__TASK STATEMENT__: Locate each line in the listing below that contains the word "baseboard" and copy every such line in full.

■ ■ ■ ■

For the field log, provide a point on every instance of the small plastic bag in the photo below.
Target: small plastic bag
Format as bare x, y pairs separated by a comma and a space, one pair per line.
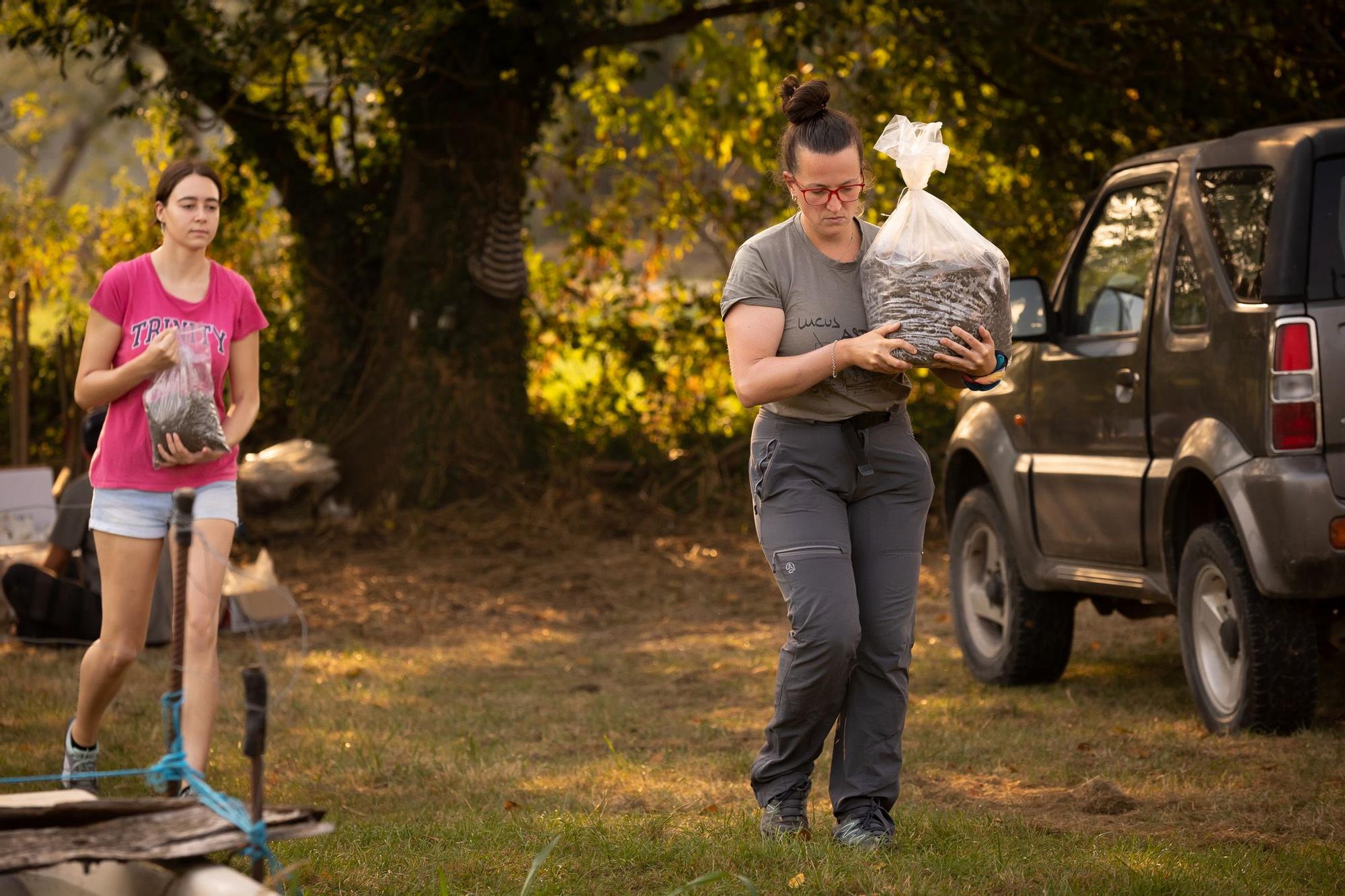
927, 267
182, 400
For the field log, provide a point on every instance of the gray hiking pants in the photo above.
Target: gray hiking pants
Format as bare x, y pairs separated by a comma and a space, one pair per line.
840, 510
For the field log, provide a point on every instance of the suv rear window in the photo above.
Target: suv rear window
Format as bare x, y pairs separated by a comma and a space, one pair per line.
1237, 204
1327, 256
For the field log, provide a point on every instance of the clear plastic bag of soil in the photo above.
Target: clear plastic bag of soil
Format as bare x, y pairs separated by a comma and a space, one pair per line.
927, 267
182, 400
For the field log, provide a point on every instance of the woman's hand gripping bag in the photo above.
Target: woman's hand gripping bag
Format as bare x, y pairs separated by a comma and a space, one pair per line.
182, 400
927, 267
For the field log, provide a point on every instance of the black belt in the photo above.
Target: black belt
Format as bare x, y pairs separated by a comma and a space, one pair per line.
852, 427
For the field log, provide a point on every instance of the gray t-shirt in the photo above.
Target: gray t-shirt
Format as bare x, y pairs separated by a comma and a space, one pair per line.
822, 302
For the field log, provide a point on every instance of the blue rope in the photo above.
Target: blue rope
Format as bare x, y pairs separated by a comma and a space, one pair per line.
173, 766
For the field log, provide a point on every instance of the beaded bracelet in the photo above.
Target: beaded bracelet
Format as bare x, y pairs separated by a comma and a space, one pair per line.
992, 380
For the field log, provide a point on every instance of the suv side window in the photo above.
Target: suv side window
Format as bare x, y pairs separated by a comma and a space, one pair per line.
1112, 284
1188, 299
1327, 256
1237, 205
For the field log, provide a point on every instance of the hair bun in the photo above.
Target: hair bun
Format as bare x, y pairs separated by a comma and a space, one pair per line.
806, 101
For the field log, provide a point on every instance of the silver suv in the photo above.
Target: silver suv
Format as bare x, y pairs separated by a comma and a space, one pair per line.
1171, 436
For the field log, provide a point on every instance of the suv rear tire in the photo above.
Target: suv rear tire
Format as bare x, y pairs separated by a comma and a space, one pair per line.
1252, 662
1009, 634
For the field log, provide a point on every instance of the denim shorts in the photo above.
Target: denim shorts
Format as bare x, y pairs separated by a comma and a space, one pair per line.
146, 514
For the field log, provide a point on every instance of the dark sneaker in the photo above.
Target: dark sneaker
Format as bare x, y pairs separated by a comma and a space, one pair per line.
787, 814
79, 762
871, 827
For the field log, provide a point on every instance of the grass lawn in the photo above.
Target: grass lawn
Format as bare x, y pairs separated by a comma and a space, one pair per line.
478, 684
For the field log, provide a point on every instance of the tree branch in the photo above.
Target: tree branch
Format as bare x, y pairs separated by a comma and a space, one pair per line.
676, 24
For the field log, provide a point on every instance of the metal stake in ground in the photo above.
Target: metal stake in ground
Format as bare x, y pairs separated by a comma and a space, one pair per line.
255, 744
182, 502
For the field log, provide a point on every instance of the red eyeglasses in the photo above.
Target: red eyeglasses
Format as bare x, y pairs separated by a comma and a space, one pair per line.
821, 196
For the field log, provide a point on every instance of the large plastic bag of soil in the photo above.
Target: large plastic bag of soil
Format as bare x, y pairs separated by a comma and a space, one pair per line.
182, 399
927, 267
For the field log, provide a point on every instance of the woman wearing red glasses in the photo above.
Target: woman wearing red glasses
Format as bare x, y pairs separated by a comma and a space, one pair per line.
840, 486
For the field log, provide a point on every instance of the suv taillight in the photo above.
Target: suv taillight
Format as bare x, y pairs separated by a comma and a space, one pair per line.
1295, 395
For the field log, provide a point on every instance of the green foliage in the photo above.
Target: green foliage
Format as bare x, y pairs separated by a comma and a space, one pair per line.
63, 251
653, 157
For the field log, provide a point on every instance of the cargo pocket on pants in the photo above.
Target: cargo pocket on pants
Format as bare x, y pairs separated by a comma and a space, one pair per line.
759, 471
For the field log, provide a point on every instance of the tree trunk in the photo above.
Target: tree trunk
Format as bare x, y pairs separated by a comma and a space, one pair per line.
422, 388
21, 365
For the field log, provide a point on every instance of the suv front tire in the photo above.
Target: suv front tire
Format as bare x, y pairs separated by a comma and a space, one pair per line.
1009, 634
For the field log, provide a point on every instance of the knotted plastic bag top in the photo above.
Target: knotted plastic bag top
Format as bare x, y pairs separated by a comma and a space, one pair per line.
929, 268
917, 147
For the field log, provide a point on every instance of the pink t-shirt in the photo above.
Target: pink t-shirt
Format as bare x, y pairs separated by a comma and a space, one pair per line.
132, 296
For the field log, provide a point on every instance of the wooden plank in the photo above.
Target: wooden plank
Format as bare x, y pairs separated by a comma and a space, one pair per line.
155, 829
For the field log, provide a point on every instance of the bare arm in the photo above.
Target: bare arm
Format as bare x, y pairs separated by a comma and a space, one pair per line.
244, 389
762, 377
99, 382
974, 357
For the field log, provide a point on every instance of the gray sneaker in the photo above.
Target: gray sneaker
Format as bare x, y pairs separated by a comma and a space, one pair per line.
870, 827
787, 814
79, 762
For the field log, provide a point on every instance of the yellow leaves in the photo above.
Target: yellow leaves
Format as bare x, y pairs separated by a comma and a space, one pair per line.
726, 154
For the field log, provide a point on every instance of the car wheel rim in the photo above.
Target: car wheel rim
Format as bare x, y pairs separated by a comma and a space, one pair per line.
1217, 631
985, 604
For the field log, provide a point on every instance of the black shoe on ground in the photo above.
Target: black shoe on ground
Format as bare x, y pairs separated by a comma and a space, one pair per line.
870, 827
787, 814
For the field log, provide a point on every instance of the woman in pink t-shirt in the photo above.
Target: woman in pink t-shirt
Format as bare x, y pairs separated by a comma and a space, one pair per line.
132, 335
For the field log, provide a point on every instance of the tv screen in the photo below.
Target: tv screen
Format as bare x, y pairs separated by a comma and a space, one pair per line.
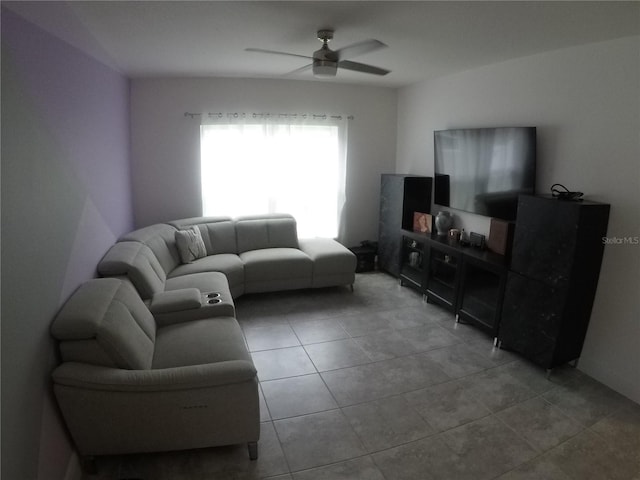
483, 170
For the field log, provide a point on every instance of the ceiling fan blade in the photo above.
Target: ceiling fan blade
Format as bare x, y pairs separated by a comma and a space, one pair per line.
299, 70
262, 50
361, 67
360, 48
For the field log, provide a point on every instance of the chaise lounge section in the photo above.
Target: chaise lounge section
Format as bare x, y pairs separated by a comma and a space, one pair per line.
127, 384
255, 254
153, 358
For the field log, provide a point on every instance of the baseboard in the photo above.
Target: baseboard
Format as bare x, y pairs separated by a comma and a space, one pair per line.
74, 470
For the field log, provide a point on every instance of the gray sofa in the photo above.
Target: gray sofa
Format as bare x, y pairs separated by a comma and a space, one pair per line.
255, 254
128, 385
153, 358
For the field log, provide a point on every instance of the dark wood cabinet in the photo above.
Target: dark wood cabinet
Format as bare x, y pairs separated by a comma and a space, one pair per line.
467, 281
443, 272
483, 280
400, 197
556, 258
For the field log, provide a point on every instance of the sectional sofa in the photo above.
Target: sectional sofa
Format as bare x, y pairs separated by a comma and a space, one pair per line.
152, 356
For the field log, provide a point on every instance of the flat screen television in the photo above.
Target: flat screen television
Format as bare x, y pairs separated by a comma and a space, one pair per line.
483, 170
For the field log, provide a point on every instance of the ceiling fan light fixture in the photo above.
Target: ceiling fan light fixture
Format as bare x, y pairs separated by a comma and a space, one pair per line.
324, 68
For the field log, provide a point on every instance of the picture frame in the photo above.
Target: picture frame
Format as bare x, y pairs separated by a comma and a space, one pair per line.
422, 223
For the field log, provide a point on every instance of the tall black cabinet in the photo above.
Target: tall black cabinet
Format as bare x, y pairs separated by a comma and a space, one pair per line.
400, 197
555, 264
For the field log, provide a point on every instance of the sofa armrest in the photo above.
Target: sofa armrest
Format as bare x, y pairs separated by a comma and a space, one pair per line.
95, 377
175, 300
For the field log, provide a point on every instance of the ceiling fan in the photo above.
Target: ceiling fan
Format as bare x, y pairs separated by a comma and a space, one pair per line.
325, 62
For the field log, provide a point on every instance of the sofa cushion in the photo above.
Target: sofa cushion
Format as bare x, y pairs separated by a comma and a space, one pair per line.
106, 323
228, 264
160, 238
203, 281
333, 263
138, 263
200, 342
190, 245
218, 233
276, 264
266, 231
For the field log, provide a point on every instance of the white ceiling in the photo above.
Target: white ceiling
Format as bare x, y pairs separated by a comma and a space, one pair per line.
425, 39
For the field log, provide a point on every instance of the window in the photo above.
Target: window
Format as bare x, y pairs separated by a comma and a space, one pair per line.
294, 167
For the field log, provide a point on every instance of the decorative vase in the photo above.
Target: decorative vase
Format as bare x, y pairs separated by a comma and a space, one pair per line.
444, 221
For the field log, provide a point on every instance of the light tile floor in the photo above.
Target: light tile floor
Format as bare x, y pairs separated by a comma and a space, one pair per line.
375, 384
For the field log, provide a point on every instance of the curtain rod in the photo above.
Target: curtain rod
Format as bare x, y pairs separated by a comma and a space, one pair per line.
322, 116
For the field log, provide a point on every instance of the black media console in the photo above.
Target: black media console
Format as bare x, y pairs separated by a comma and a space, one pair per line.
537, 304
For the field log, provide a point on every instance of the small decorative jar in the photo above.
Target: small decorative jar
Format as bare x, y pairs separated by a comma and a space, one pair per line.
444, 221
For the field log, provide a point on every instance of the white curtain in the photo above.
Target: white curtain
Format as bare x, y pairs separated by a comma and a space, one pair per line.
276, 163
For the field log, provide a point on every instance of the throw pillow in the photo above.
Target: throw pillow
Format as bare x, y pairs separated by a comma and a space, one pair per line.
190, 244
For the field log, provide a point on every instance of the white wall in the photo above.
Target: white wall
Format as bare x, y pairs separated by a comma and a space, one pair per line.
585, 102
165, 144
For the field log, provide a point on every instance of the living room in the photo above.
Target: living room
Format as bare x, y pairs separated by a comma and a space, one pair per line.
90, 154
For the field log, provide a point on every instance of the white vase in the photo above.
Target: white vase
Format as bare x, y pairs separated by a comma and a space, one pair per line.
444, 221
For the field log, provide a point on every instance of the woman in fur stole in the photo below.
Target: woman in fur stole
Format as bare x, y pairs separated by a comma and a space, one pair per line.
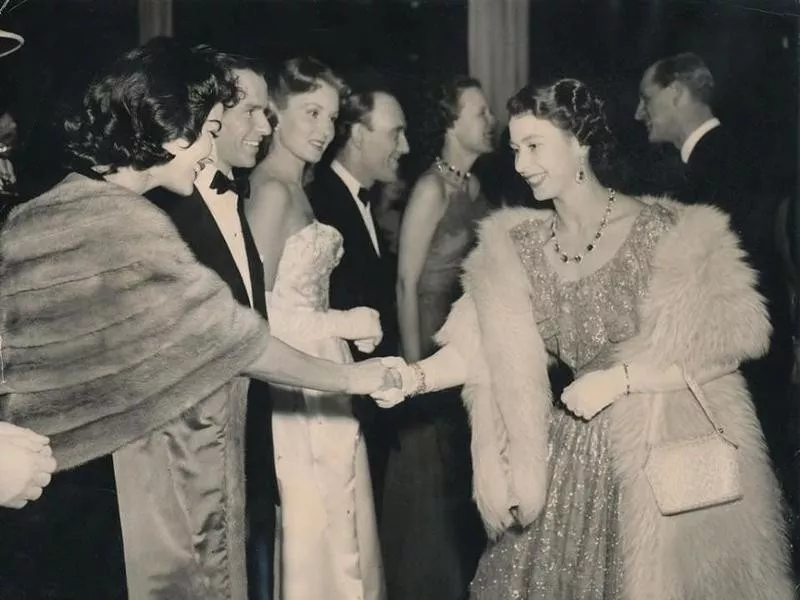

■ ■ ■ ■

__FINAL RESULT__:
For the field log, provide a point on every instance of the baseboard in the photo above.
Target: baseboard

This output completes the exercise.